Exercise brief — Reproduce the lines below word for word, omitting the pictures.

*-*-*

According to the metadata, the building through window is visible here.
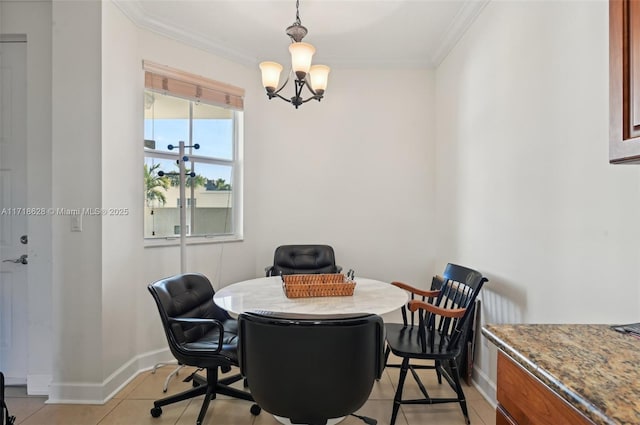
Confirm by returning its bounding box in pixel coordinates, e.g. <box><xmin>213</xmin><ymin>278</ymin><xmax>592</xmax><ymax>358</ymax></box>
<box><xmin>144</xmin><ymin>61</ymin><xmax>242</xmax><ymax>240</ymax></box>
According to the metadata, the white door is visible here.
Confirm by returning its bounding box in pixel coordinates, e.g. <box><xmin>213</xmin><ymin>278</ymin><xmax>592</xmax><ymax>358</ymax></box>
<box><xmin>0</xmin><ymin>38</ymin><xmax>30</xmax><ymax>385</ymax></box>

*-*-*

Answer to the exercise —
According to the metadata, the building through window is visible here.
Confirm by returning its bounding box in pixel coordinates, e.g. <box><xmin>213</xmin><ymin>278</ymin><xmax>592</xmax><ymax>358</ymax></box>
<box><xmin>144</xmin><ymin>61</ymin><xmax>242</xmax><ymax>240</ymax></box>
According to the metadata, the white door is visible here.
Confirm by returning its bounding box in pixel coordinates, e.g. <box><xmin>213</xmin><ymin>278</ymin><xmax>592</xmax><ymax>358</ymax></box>
<box><xmin>0</xmin><ymin>38</ymin><xmax>30</xmax><ymax>385</ymax></box>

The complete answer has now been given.